Data supplied:
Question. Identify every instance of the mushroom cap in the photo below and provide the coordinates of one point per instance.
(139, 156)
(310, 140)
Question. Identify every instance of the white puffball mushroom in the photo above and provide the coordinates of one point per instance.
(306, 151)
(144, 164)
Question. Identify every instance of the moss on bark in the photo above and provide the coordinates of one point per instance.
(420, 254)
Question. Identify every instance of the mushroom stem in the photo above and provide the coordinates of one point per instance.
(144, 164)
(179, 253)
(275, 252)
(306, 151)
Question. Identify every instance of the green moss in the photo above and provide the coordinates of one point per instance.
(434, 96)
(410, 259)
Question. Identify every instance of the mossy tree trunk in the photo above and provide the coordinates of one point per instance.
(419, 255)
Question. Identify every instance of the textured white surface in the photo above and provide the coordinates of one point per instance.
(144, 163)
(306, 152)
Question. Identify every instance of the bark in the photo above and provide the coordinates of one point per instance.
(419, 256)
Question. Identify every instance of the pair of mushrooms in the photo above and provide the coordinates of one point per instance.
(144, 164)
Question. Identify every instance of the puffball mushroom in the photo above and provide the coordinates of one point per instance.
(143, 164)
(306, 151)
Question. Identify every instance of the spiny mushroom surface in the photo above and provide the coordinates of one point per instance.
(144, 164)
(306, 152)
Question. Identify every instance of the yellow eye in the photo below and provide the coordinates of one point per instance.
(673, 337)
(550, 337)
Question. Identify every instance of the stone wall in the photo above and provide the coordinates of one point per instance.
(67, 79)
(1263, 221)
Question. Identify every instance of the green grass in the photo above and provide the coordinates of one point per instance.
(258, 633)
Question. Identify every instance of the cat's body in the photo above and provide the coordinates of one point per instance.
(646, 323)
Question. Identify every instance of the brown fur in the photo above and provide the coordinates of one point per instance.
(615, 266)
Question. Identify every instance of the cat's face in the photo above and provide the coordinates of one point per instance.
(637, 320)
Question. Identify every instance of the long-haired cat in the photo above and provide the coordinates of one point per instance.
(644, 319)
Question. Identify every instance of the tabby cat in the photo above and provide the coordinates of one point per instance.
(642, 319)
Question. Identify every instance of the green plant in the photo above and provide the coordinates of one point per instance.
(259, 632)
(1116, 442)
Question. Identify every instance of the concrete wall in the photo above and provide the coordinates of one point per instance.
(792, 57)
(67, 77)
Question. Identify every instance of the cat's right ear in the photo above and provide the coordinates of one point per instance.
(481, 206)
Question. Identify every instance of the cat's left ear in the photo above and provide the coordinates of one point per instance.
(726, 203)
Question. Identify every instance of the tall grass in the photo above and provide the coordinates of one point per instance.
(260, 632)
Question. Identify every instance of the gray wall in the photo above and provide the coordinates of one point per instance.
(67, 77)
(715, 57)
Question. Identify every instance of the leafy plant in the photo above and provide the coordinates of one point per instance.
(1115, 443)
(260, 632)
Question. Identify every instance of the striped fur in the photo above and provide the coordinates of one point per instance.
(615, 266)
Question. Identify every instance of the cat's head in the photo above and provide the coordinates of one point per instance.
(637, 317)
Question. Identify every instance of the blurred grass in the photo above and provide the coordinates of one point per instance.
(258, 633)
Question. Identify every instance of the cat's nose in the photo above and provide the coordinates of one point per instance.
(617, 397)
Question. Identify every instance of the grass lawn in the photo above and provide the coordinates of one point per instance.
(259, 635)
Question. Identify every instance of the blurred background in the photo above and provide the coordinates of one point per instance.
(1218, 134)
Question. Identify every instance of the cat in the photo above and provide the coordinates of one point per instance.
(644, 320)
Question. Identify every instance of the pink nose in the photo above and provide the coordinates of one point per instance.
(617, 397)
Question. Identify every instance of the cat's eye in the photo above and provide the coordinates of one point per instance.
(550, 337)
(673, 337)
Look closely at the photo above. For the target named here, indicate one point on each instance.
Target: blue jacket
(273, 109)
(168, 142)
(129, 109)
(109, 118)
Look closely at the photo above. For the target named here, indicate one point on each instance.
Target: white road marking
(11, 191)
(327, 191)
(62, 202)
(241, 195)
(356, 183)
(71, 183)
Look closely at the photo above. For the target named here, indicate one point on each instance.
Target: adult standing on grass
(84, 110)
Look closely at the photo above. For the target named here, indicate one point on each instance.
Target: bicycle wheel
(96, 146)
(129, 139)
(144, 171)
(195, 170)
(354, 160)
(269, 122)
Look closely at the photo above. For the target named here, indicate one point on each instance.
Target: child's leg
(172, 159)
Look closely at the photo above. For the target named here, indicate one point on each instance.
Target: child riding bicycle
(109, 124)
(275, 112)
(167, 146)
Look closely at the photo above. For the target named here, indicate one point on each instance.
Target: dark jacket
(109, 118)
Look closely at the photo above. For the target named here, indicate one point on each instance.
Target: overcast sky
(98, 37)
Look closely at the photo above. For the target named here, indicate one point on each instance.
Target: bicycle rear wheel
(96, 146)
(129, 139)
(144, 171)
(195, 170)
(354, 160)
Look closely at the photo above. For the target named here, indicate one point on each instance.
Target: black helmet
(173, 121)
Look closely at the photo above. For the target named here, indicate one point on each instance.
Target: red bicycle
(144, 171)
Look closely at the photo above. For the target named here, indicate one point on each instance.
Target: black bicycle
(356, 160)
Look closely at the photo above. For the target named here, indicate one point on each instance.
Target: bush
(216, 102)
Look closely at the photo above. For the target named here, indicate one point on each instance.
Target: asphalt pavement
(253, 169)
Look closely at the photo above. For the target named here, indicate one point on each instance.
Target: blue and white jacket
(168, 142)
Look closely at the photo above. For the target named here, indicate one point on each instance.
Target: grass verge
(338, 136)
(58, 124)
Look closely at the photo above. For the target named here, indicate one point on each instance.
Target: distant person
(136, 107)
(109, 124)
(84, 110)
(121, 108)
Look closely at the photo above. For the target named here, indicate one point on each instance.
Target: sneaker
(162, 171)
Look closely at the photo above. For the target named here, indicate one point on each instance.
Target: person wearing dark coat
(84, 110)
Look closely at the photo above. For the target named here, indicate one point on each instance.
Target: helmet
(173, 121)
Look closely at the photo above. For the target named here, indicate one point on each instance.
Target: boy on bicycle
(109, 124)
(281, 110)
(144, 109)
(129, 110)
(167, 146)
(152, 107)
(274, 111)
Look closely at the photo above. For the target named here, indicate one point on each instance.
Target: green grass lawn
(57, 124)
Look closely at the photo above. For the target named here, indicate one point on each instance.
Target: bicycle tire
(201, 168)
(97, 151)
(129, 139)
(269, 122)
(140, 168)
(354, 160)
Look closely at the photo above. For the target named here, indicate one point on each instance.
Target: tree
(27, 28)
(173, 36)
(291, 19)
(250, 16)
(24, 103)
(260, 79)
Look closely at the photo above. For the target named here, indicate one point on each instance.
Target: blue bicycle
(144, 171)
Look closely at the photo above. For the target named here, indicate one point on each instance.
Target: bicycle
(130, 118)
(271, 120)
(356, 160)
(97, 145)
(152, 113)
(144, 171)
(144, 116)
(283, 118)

Exercise aim: Repeat every entry above exactly, leaving nothing out.

Output:
Question. Identify every instance of the mushroom cap in the photo below and provide the coordinates of one point per instance.
(139, 156)
(310, 140)
Question. Identify every instance of the white puffball mushroom in the photo above and provide the coordinates of one point per instance.
(306, 151)
(144, 164)
Question. Identify every instance of the moss on bark in the photo above and provide the coordinates of one point per instance.
(420, 254)
Question. Identify every instance of the mushroom stem in the photo above and provide the coordinates of one point per instance.
(144, 164)
(179, 253)
(275, 252)
(306, 151)
Question. Identify every instance of the green moss in the photo above and provide the coordinates of one point per instance.
(434, 96)
(410, 259)
Question. Identify every instance of the mossy tree trunk in the photo above and provide the coordinates of one point per instance.
(419, 255)
Question. Identify every instance of the textured white surface in the photo above and provide the coordinates of one point per instance.
(144, 163)
(306, 152)
Question. Identify every instance of the bark in the photo above and provide the coordinates of one point per instance.
(419, 256)
Question. Identify every instance of the pair of mushrooms in the photo above and provide the coordinates of one point per instance.
(144, 164)
Question. Identify every instance of the puffball mushroom in the photo above and provide the coordinates of one point per instance.
(143, 164)
(306, 151)
Question. Identify every instance of the spiny mushroom surface in the photo above and provide the coordinates of one point per instance.
(144, 164)
(306, 152)
Question. Identify every instance of the yellow eye in the photo below and provide the coordinates of one point per instance.
(673, 337)
(550, 337)
Question. Identify every instance of the stone wall in the photo above and provide the coordinates of one point per instance.
(67, 79)
(1263, 221)
Question. Identify every instance of the green grass in the photo above and provide the coordinates of one point per instance.
(258, 633)
Question. Identify every instance of the cat's body in the photo above and provide the coordinates of one point per instance.
(646, 323)
Question. Identify every instance of the brown fur in the photo above and provide the coordinates of one point per instance.
(615, 266)
Question. Identify every instance of the cat's face in the photo above and provide the coordinates of one point per instance.
(637, 320)
Question. Identify every instance of the long-haired cat in the photo above and provide the coordinates of one point per instance.
(644, 319)
Question. Identify every instance of the tabby cat in the photo above and provide the coordinates of one point per instance.
(642, 319)
Question. Identify every instance of the green plant in the photo above and provide the coordinates of one point per instance.
(259, 632)
(1116, 442)
Question. Identify every instance of the concrete wall in the photo above and provide the coordinates of one point per instance.
(792, 57)
(67, 77)
Question. Identify every instance of the cat's right ear in the photo above and provide the coordinates of one point per instance.
(481, 206)
Question. Identify every instance of the cat's left ear in the photo above and provide the coordinates of one point per instance.
(726, 203)
Question. Identify every instance of the tall grass in the photo above and provide the coordinates of one point per instance.
(260, 632)
Question. Identify every instance of the gray wall in the photo above and provide the coordinates of one point per instance.
(67, 77)
(715, 57)
Question. Identify every instance of the leafy plant in the photo above and provide the coordinates of one point per instance.
(1115, 443)
(260, 632)
Question. Identify every instance of the striped fur in the photo above and provide the coordinates of one point per instance.
(615, 266)
Question. Identify every instance of the cat's head in the photo above and provide the coordinates of one point per instance.
(637, 317)
Question. Identify every instance of the blurred grass in the photo above and provide the coordinates of one point per instance.
(258, 633)
Question. Identify every instance of the cat's nose in the photo above and provide the coordinates of one point per instance.
(617, 397)
Question. Identify every instance of the grass lawn in the photo above and provide the coordinates of one point per instance.
(259, 635)
Question. Identify every instance of the blurred background in the photo above and provide the coordinates of one point per instance.
(1218, 134)
Question. Identify every instance of the cat in the photo above and provide the coordinates of one point per instance.
(644, 320)
Question. Identify every instance of the pink nose in the photo above and provide the coordinates of one point per instance.
(617, 397)
Question. Identify every instance of the cat's eye in the photo above and provide the coordinates of one point per instance.
(550, 337)
(673, 337)
Look closely at the photo above. For the target named here, indicate one point on each instance.
Target: blue jacket
(273, 109)
(168, 142)
(129, 109)
(109, 118)
Look closely at the photo above. For the target named here, indicate one point on each instance.
Target: white road marking
(11, 191)
(327, 191)
(62, 202)
(241, 195)
(356, 183)
(71, 183)
Look closely at the photo above. For the target named here, indicate one point on each instance.
Target: adult standing on grass
(84, 110)
Look closely at the photo above. For the target named here, indicate one point on each instance.
Target: bicycle wheel
(96, 146)
(129, 139)
(144, 171)
(195, 170)
(354, 160)
(269, 122)
Look closely at the photo above. For the target named here, indicate one point on each instance.
Target: child's leg
(172, 159)
Look closely at the photo above. For the target named here, indicate one point on each instance.
Target: child riding bicycle
(109, 124)
(275, 112)
(167, 146)
Look closely at the photo above. For the target named here, indicate one point on each instance.
Target: dark jacket
(109, 118)
Look closely at the photo above. For the target named here, indicate one point on each instance.
Target: overcast sky
(98, 37)
Look closely at the photo above. For the target named here, indicate one point on each instance.
Target: bicycle rear wheel
(96, 146)
(129, 139)
(144, 171)
(195, 170)
(354, 160)
Look closely at the photo above. For the target named here, indicate one point on each instance.
Target: black helmet
(173, 121)
Look closely at the photo above. For the target named here, indicate one point on each instance.
Target: red bicycle
(144, 171)
Look closely at the photo above. For the target named here, indicate one point on each instance.
Target: black bicycle
(356, 160)
Look closely at the photo above. For the target named here, indicate one point on each instance.
Target: bush
(216, 102)
Look closely at the photo above. For the target named here, indicate one point on each instance.
Target: asphalt pavement
(253, 169)
Look closely at the photo above. For the target named here, indicate one point on each instance.
Target: blue and white jacket
(168, 142)
Look closely at the photo above. For the target named here, indicate one point on each instance.
Target: grass verge
(338, 136)
(58, 124)
Look closely at the photo above. For the target named here, indicate one point on each instance.
Target: distant person
(136, 107)
(109, 124)
(84, 110)
(121, 108)
Look closely at the photo above. For the target named here, indicate one point on each instance.
Target: sneaker
(162, 171)
Look closely at the photo above. For the target named here, indicate one point on each instance.
Target: person wearing dark coat
(84, 110)
Look closely at the photo above. For the target named here, indicate one point on each instance.
Target: helmet
(173, 121)
Look closely at the photo above. For the target named here, indicate one point on each instance.
Target: boy on bicycle
(109, 124)
(281, 110)
(144, 109)
(129, 110)
(167, 146)
(152, 107)
(274, 111)
Look closely at the photo above. For the target named here, indicate one point on each instance.
Target: green grass lawn
(57, 124)
Look closely at the photo above. For the target named here, indicate one point on each instance.
Target: bicycle tire
(201, 168)
(97, 151)
(129, 139)
(269, 122)
(140, 168)
(354, 160)
Look closely at the photo above. For the target named here, indicate one point on each instance.
Target: tree
(27, 28)
(173, 36)
(291, 19)
(250, 16)
(24, 103)
(260, 79)
Look closely at the photo above. For the target named here, indicate one point on each instance.
Target: blue bicycle
(144, 171)
Look closely at the photo above. For the target named here, indicate one point on each instance.
Target: bicycle
(130, 118)
(271, 120)
(356, 160)
(97, 145)
(152, 113)
(144, 171)
(144, 116)
(283, 118)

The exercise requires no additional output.